About this task: Your output should be the lines from the one with "each like [100,188]." through the end of the entries below, set down word for word and nothing else.

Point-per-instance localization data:
....................

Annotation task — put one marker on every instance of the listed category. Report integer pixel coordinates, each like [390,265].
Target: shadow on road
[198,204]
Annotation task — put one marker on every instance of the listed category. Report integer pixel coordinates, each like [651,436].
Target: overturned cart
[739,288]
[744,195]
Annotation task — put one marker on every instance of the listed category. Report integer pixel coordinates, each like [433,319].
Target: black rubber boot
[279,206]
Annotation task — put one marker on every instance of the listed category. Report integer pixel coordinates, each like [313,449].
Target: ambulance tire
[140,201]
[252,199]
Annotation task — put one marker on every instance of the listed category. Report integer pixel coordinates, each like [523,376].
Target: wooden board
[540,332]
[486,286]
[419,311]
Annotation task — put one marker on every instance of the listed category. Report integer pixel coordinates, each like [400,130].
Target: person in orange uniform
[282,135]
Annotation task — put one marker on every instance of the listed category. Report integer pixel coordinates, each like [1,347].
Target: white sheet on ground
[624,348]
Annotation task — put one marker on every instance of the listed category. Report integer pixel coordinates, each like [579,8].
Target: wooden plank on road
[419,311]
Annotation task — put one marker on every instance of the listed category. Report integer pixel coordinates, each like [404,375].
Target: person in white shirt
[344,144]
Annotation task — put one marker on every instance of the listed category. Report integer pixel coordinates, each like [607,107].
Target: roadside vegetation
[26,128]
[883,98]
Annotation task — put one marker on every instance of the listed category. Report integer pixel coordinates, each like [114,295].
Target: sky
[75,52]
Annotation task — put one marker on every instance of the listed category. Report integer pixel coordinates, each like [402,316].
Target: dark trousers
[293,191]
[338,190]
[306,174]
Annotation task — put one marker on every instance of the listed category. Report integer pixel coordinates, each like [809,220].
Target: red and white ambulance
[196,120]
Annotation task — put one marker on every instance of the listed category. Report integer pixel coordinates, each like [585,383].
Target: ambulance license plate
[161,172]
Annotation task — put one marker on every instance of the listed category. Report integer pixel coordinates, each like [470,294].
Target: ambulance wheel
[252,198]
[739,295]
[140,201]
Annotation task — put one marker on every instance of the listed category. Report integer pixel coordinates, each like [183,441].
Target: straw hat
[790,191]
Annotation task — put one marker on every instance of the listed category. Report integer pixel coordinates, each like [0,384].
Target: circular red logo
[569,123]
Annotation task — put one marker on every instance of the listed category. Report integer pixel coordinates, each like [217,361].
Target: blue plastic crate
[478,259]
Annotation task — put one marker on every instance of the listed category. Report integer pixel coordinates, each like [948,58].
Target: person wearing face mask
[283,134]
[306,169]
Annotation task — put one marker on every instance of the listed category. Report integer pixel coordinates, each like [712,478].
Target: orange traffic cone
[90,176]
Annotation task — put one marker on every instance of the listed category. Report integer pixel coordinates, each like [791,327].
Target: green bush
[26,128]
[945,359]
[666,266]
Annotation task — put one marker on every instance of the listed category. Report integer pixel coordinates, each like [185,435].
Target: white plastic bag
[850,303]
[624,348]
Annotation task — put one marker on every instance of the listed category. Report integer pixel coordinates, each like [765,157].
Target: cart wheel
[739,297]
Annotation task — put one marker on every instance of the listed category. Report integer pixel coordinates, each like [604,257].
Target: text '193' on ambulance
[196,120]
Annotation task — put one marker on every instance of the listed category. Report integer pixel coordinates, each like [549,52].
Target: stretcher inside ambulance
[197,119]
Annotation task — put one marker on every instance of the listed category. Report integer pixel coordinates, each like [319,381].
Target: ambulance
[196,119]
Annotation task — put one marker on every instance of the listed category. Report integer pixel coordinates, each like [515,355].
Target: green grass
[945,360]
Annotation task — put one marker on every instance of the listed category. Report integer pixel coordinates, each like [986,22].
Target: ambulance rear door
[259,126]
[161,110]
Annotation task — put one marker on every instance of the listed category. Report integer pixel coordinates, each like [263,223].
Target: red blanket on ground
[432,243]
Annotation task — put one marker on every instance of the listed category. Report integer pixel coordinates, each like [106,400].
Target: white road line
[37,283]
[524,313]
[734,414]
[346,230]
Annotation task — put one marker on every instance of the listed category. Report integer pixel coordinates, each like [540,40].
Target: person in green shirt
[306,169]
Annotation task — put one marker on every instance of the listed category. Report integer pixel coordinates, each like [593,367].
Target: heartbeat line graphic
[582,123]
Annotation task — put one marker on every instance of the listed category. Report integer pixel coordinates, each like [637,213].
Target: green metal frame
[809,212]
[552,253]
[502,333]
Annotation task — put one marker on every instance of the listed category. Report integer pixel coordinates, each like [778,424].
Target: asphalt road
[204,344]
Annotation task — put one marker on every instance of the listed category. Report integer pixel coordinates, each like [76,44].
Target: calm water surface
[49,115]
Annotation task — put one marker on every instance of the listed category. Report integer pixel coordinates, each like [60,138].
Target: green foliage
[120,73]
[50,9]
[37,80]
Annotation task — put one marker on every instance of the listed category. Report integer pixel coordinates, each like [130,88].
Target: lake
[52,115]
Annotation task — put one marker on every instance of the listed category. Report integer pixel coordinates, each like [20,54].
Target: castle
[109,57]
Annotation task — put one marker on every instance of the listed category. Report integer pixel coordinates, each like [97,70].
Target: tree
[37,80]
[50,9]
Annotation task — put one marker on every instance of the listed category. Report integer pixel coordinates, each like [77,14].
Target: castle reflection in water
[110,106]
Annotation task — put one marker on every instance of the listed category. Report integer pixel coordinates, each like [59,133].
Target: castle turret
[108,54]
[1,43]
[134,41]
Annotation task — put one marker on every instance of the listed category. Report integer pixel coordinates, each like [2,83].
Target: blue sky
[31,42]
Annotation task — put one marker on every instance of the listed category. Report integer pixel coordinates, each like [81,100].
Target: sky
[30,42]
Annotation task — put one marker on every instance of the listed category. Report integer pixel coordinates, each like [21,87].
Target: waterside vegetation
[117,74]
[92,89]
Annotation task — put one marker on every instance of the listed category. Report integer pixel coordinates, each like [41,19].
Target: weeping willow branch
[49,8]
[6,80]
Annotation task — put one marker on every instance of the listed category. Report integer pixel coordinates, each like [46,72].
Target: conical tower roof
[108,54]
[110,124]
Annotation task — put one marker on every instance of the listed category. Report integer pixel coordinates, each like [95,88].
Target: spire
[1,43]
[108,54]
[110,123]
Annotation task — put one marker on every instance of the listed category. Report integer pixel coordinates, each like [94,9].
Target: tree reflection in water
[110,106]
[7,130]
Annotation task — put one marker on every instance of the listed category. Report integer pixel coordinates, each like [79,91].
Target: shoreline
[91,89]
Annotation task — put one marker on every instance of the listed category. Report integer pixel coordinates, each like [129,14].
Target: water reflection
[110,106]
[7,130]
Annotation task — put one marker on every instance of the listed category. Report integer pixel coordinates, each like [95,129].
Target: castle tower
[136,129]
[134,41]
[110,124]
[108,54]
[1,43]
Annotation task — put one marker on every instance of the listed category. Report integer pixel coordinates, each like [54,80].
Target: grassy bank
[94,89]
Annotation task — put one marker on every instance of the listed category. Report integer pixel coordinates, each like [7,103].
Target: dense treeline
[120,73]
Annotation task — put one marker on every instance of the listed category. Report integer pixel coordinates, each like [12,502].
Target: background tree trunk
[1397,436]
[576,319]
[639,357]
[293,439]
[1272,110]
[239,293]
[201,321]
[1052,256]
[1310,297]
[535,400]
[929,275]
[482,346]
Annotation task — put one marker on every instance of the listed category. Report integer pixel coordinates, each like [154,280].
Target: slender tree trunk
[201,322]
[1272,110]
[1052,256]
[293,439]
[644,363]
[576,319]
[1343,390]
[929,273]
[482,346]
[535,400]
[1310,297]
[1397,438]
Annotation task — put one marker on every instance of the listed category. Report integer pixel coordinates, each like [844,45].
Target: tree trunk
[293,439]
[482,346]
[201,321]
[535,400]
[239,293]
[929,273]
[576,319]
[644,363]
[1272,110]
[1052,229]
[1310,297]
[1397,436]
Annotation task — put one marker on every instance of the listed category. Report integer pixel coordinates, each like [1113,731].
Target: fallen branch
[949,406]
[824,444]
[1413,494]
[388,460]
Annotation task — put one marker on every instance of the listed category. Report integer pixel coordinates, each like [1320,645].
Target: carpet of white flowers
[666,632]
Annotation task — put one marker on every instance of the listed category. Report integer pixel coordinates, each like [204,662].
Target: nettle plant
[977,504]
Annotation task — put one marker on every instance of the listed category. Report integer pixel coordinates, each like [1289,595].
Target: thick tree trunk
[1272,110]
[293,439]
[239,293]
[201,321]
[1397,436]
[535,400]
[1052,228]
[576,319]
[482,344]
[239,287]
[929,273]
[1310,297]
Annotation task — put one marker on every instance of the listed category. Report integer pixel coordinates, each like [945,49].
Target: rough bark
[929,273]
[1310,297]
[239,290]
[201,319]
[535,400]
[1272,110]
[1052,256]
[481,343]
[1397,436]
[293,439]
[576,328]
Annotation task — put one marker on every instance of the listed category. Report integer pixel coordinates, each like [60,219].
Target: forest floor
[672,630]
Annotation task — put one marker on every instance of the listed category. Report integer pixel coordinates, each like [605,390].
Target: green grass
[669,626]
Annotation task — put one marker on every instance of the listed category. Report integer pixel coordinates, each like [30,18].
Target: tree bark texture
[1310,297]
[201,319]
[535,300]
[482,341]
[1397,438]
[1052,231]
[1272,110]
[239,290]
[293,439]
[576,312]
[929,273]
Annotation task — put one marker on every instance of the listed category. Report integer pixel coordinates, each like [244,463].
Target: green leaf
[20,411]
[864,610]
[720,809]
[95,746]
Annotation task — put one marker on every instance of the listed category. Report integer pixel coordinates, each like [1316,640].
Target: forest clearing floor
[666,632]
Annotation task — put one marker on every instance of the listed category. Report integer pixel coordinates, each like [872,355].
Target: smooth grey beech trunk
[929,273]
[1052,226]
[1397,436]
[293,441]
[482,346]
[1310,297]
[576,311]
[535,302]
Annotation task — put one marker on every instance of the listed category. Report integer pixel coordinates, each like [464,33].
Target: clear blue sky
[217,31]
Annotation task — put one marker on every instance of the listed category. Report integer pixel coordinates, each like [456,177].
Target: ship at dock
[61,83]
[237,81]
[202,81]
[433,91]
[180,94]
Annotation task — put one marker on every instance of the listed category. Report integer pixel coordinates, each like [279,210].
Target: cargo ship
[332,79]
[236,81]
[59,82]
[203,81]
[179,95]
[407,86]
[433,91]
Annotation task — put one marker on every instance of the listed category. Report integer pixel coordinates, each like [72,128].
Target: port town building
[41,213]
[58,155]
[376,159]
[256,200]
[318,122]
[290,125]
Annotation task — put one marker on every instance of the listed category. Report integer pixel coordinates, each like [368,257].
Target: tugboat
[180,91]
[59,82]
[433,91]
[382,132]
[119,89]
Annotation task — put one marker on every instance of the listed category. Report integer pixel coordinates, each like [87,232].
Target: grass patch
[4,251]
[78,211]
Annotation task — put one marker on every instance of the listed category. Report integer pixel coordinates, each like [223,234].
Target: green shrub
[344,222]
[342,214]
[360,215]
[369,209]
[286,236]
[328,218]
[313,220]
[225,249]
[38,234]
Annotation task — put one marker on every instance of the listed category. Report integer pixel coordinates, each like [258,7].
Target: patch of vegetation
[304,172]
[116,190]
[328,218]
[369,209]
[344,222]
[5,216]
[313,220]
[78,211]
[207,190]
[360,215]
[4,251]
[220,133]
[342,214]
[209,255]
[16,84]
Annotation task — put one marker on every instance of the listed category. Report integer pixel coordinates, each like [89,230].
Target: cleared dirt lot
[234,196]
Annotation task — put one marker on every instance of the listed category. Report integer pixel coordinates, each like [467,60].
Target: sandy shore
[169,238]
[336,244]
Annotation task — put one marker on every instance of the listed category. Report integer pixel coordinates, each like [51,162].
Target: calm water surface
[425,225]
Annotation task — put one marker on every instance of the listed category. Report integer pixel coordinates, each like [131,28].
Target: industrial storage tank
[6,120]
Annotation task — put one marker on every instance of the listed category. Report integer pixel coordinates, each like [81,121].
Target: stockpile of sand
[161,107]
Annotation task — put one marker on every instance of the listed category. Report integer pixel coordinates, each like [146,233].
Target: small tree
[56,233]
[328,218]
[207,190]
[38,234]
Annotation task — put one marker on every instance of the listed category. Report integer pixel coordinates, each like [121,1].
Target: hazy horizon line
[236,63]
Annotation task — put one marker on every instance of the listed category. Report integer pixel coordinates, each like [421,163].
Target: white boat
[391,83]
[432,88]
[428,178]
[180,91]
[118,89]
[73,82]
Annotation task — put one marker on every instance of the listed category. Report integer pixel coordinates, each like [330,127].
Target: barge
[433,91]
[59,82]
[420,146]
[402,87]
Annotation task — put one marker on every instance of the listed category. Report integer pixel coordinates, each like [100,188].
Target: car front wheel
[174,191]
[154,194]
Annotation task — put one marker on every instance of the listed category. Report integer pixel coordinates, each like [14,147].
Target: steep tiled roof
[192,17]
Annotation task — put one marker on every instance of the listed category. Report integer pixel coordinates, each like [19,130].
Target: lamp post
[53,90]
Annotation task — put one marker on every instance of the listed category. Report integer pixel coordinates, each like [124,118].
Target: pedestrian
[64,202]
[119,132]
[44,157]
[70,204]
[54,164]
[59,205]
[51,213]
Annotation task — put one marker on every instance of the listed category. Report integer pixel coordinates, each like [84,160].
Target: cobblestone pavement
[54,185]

....................

Solution to the exercise:
Annotation task — put one marker on every instance of the listed category. Report integer pixel coordinates, each like [100,188].
Target: car front wheel
[174,191]
[154,194]
Annotation task — put one marker on every instance of the listed category. Report integer pixel coordinates, each like [14,147].
Target: steep tiled roof
[192,17]
Annotation task — put one marker on every instance of the listed category. Report integer pixel coordinates, each like [19,130].
Target: lamp post
[53,90]
Annotation task — put one marker on every instance of the listed category. Report integer pixel coordinates, each like [124,118].
Target: pedestrian
[64,202]
[119,132]
[44,157]
[70,204]
[54,164]
[59,205]
[51,213]
Annotation task — put one marker on every instance of the listed category. Report integer pixel coordinates, each like [84,160].
Target: cobblestone pavement
[54,185]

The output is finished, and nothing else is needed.